▸ EXERCISE INSTRUCTIONS: Resize the lines from the one containing "Phrase: cloud bank" through the end of the records, writing out every one of those lines with each point coordinate multiplied by 1.95 and rounded to a whole number, halves rounding up. Give only these lines.

▸ SUPPLIED RECORDS:
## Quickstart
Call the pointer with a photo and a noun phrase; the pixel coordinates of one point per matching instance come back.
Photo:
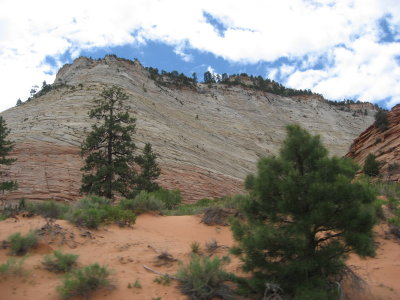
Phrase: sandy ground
(126, 250)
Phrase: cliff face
(384, 145)
(208, 138)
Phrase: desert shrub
(82, 282)
(195, 247)
(190, 209)
(170, 198)
(13, 267)
(119, 216)
(93, 211)
(48, 209)
(90, 218)
(204, 278)
(20, 245)
(164, 280)
(216, 216)
(235, 202)
(387, 188)
(93, 202)
(144, 201)
(59, 262)
(371, 166)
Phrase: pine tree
(381, 120)
(304, 214)
(371, 166)
(6, 146)
(149, 170)
(109, 148)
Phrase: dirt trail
(126, 250)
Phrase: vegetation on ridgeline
(6, 146)
(305, 214)
(109, 151)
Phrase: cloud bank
(342, 49)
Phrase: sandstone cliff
(384, 145)
(208, 138)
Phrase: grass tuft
(59, 262)
(20, 245)
(83, 282)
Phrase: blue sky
(344, 49)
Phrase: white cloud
(257, 30)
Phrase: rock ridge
(208, 139)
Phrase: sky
(343, 49)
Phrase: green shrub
(387, 188)
(121, 217)
(170, 198)
(195, 247)
(20, 245)
(164, 280)
(371, 166)
(59, 262)
(90, 218)
(191, 209)
(48, 209)
(82, 282)
(93, 211)
(204, 278)
(92, 202)
(144, 201)
(13, 267)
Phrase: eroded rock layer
(208, 138)
(385, 145)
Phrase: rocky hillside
(385, 145)
(208, 136)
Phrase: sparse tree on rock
(149, 170)
(381, 120)
(6, 147)
(371, 166)
(304, 214)
(109, 148)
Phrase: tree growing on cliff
(304, 214)
(371, 166)
(381, 120)
(149, 170)
(6, 147)
(109, 148)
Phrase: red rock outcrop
(385, 145)
(208, 138)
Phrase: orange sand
(126, 250)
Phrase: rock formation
(385, 145)
(208, 138)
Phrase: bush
(119, 216)
(90, 218)
(204, 278)
(93, 211)
(371, 166)
(190, 209)
(20, 245)
(170, 198)
(93, 202)
(82, 282)
(59, 262)
(13, 267)
(143, 202)
(48, 209)
(387, 188)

▸ WORKED SOLUTION:
Phrase: cloud bank
(667, 96)
Phrase: sandstone cliff
(749, 283)
(406, 269)
Phrase: grass tuft
(115, 511)
(39, 478)
(162, 550)
Phrase: blue sky
(671, 96)
Phrase: white cloud
(501, 59)
Phrase: rock ridge
(406, 271)
Phrase: sky
(669, 96)
Phrase: green shrub
(755, 367)
(236, 423)
(332, 386)
(380, 482)
(39, 478)
(320, 546)
(723, 324)
(115, 511)
(176, 425)
(372, 408)
(94, 408)
(160, 550)
(181, 411)
(398, 542)
(179, 394)
(281, 392)
(25, 521)
Phrase: eroded rock layer
(406, 269)
(751, 283)
Phrase: rocky hillside
(751, 283)
(406, 265)
Phrase: sparse tree on rock
(291, 332)
(743, 234)
(12, 287)
(723, 324)
(593, 417)
(213, 289)
Phrase: tree growing on cliff
(593, 417)
(723, 324)
(743, 234)
(291, 332)
(12, 287)
(213, 289)
Phrase: red rock outcrop
(751, 283)
(406, 269)
Phrase: orange sand
(246, 488)
Phrase: rock formation
(751, 283)
(406, 269)
Phrase: bush
(232, 421)
(176, 425)
(398, 542)
(181, 411)
(723, 324)
(371, 408)
(39, 478)
(332, 386)
(181, 394)
(160, 550)
(115, 511)
(25, 521)
(279, 394)
(94, 408)
(755, 367)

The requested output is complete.